-- Supplied records follows --

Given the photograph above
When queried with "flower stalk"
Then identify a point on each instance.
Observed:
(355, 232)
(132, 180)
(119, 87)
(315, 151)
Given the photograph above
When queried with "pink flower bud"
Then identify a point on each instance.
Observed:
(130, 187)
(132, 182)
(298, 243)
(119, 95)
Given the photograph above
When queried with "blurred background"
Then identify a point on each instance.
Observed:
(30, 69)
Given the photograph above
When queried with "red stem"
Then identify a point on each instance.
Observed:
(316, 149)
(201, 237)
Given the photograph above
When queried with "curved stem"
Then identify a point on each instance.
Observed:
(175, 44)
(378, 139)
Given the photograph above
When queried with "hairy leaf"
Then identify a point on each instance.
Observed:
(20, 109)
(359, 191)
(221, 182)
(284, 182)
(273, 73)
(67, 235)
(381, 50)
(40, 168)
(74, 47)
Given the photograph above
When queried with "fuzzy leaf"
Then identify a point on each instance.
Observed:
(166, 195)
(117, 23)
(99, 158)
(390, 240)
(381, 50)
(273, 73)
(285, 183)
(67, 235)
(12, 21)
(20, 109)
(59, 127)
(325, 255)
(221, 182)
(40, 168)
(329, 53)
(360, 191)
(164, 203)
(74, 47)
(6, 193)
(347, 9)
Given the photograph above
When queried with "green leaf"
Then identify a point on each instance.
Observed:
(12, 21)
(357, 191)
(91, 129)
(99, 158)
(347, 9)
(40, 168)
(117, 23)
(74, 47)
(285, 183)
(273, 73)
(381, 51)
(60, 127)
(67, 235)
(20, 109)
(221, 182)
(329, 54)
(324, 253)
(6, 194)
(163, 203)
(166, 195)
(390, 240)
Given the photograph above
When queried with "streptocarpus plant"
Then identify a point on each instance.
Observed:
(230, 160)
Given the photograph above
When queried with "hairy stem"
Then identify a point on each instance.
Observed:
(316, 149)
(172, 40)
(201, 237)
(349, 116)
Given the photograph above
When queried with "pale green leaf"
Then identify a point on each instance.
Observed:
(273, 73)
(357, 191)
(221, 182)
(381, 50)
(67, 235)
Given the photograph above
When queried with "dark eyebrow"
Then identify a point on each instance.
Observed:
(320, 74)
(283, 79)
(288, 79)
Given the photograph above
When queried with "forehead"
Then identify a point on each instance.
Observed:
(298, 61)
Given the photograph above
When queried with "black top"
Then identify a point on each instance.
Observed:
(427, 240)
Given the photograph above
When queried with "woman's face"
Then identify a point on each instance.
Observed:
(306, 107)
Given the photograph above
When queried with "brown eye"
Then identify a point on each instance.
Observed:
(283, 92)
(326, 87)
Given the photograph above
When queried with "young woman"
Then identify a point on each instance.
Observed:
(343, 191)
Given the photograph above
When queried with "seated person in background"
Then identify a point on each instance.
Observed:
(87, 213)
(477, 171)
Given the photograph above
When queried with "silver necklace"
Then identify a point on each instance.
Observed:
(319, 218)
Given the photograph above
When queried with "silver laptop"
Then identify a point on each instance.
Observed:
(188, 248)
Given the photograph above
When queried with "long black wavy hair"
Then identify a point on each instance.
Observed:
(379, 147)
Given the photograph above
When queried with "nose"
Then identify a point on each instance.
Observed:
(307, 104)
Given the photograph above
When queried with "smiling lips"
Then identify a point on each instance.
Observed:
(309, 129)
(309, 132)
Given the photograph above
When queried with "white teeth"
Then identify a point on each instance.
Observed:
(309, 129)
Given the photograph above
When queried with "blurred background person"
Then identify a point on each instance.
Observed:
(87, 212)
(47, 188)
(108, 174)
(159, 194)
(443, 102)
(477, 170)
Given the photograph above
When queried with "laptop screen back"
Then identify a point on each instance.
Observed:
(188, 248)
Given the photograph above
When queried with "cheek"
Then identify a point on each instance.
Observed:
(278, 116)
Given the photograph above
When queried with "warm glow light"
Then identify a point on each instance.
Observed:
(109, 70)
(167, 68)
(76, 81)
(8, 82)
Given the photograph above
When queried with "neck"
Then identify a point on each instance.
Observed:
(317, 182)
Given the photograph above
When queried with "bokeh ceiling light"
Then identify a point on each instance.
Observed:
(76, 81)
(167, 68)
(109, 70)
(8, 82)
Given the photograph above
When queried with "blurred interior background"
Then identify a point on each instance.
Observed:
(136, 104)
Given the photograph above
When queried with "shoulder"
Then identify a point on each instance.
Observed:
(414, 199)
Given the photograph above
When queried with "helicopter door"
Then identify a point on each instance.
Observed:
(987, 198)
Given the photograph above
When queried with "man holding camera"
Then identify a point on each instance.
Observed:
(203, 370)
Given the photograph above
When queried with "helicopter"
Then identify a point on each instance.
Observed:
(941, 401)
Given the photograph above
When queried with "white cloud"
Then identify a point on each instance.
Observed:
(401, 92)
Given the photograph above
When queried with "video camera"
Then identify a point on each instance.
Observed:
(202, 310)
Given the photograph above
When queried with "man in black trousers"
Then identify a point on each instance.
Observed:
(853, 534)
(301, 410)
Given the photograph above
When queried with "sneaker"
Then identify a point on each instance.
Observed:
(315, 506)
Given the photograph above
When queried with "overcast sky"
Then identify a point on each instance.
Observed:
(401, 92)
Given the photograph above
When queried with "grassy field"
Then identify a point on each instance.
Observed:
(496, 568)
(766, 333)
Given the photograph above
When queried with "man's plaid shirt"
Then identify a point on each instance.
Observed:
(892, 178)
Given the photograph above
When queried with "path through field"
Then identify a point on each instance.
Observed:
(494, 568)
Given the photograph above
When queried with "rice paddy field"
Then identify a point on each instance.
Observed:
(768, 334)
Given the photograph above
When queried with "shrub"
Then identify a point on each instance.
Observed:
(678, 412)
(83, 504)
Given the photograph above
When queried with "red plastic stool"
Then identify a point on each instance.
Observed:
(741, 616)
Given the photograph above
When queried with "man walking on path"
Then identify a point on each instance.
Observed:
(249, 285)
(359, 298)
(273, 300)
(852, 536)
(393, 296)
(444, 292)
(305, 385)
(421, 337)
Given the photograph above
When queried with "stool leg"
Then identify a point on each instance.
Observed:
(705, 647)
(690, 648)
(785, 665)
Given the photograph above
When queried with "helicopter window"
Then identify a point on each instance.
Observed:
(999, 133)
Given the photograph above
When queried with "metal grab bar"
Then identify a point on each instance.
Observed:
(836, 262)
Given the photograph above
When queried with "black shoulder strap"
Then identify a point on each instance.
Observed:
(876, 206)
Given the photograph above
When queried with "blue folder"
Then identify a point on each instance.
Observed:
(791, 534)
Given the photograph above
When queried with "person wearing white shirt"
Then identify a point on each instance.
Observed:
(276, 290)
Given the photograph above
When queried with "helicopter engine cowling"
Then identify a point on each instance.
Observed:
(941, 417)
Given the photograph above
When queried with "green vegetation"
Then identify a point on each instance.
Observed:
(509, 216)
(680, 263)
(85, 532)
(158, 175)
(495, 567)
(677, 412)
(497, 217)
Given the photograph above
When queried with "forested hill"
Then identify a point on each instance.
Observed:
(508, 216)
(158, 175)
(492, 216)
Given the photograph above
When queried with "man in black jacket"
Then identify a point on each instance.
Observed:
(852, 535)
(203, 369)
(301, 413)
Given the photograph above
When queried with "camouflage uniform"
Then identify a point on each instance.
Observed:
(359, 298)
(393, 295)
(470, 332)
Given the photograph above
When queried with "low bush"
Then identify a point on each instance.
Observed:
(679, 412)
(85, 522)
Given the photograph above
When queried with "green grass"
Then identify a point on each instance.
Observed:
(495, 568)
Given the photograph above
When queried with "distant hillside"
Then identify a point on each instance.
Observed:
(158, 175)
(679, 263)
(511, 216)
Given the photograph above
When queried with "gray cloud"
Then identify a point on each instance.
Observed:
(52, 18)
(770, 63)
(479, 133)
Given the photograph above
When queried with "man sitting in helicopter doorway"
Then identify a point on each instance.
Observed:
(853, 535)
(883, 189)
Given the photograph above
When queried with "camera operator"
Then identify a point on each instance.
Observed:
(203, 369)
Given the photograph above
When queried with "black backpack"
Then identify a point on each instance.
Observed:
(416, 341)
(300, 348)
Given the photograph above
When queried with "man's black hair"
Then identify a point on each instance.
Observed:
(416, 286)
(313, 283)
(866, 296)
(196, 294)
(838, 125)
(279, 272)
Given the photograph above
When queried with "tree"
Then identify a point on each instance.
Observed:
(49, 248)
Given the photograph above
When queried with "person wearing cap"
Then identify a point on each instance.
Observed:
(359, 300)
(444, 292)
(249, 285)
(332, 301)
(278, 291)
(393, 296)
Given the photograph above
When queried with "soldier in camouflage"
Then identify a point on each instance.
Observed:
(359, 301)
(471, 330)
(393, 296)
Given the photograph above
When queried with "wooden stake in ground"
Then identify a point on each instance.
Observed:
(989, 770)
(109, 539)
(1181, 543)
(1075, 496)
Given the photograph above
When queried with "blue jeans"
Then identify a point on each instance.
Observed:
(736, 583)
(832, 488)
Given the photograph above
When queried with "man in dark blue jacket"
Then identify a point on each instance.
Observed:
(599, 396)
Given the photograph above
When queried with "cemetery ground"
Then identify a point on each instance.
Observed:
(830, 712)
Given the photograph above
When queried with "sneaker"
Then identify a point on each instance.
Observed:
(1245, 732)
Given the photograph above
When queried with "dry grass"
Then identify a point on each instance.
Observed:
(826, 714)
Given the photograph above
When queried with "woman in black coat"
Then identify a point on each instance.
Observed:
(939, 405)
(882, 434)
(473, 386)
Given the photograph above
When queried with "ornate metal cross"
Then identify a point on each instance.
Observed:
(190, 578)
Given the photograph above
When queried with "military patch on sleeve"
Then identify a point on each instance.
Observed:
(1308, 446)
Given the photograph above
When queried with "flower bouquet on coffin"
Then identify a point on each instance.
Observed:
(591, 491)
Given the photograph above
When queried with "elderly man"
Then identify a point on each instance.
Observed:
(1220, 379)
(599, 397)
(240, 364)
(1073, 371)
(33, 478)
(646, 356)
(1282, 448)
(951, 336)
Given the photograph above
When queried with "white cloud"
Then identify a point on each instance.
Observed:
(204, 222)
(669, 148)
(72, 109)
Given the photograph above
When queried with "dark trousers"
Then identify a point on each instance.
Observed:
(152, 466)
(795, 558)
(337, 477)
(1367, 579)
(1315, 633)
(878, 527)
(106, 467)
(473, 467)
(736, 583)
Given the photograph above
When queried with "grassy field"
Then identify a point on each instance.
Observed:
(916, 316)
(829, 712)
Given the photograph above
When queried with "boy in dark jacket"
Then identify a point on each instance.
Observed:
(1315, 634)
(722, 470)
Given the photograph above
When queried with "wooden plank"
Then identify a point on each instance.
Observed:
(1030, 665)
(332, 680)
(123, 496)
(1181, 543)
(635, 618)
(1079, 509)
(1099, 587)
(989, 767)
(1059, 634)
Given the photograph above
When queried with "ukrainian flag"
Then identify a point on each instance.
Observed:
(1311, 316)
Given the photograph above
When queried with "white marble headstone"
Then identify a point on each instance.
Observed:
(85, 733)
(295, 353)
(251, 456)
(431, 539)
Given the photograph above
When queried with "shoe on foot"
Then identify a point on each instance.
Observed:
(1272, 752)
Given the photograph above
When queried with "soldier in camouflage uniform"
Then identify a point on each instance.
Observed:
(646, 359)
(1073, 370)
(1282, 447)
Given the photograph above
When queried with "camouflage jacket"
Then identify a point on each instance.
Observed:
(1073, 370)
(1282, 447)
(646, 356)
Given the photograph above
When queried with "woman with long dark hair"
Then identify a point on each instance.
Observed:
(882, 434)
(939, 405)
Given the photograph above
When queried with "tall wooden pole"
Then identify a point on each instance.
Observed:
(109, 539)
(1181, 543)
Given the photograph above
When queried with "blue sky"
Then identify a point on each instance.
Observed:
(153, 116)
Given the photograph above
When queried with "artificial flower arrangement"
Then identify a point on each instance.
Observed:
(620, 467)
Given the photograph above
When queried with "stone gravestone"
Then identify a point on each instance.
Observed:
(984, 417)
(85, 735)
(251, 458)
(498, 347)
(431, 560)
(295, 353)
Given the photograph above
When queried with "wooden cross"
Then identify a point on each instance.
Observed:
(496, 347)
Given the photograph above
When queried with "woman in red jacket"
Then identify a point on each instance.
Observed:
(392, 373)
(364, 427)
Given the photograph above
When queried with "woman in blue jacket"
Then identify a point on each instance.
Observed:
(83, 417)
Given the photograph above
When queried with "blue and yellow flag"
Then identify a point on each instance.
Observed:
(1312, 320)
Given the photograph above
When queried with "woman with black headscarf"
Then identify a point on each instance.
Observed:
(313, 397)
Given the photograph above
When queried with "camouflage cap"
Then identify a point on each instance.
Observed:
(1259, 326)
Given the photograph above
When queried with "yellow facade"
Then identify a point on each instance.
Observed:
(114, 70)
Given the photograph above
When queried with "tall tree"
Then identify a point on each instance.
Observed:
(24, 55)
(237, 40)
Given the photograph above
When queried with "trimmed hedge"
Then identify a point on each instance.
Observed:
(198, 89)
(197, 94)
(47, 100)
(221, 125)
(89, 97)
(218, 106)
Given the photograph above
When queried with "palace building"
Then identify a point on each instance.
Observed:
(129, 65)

-- Supplied records concluded --

# Description of the task
Lines containing the string "wearing": report how many there are in the material above, and nothing more.

# Your solution
2